■ AIM OF THE TASK ■
Copy the material below word for word, keeping every line in its original order.

■ MATERIAL FOR THIS TASK ■
# # #

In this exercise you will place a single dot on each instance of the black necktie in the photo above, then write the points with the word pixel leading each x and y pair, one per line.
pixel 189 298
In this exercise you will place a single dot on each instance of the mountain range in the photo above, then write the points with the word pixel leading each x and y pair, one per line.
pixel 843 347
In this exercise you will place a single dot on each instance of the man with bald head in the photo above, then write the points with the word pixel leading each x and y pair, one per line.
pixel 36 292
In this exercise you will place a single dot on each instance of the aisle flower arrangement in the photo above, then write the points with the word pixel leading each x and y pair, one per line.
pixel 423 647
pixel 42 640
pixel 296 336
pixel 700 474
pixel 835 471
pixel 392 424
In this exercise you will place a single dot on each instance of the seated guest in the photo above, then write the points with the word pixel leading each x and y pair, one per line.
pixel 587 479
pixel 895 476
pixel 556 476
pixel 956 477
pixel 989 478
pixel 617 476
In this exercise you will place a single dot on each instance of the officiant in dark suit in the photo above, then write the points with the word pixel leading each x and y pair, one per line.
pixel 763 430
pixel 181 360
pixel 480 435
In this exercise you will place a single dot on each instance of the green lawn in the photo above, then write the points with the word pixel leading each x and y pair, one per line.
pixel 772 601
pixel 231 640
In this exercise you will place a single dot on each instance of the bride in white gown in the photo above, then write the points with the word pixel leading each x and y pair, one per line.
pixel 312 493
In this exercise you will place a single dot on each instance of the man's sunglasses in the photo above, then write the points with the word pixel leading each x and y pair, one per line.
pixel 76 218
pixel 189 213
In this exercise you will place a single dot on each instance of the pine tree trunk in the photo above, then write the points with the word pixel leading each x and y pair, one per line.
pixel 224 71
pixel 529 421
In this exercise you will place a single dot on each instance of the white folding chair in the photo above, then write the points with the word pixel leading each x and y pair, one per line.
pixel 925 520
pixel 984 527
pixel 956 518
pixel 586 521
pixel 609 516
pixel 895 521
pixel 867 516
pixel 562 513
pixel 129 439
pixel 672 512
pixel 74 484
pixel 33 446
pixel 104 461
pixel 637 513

# # #

■ ANSWER ■
In this exercise you will place a single dot on each instance of the black necktie in the photo above, then write the points with the word pixel leading each x and y pair, one per line.
pixel 189 298
In this exercise you will place a single dot on each instance of the mountain range in the photo above, then write the points with the word pixel leading each x and y pair, one per line.
pixel 843 347
In this exercise you will place a single dot on each instance of the man with bald head in the photo above, then write the points with the word pixel leading each x and y pair, one per line.
pixel 36 292
In this exercise you will place a single dot on each instance of the aisle flower arrangement in the photo above, then write the points with the word pixel leading each x and y pair, one per line.
pixel 423 647
pixel 42 640
pixel 296 336
pixel 700 474
pixel 835 471
pixel 392 424
In this exercise you will place a single dot on each instance of the seated guest in the photo above, then write the points with the word pixel leading each x and y pair, one per line.
pixel 587 479
pixel 895 476
pixel 556 476
pixel 956 477
pixel 989 478
pixel 617 476
In this exercise you will place a single dot on each instance of the officiant in dark suit in the photo above, then write the points with the word pixel leading each x and y pair, one per line.
pixel 763 430
pixel 181 360
pixel 480 435
In this exercise you will place a single dot on each instance of the green lawn in the photo above, then write the points with the word pixel leading each x and y pair, one per line.
pixel 772 601
pixel 231 640
In this exercise you will place a single dot on each instance of the bride in white gown in the photo above, then write the points with the word pixel leading each x and y pair, one per line.
pixel 312 493
In this exercise you will place a single dot on each instance of the man's sunglasses in the photo above, then write the points with the word pixel leading each x and y pair, one per line.
pixel 76 218
pixel 189 213
In this exercise you will place a single dot on each instance of the pine tree trunk in the photo above, then write the points with the word pixel leading each x and y pair, one per line.
pixel 224 71
pixel 529 421
In this exercise you will place a single dot on each instance of the white folding chair in the photo above, then write the points with the word pixel leading each x and y pair, one per line.
pixel 925 520
pixel 984 527
pixel 956 518
pixel 586 521
pixel 609 516
pixel 895 521
pixel 867 516
pixel 562 513
pixel 129 439
pixel 672 512
pixel 74 484
pixel 33 446
pixel 104 461
pixel 637 513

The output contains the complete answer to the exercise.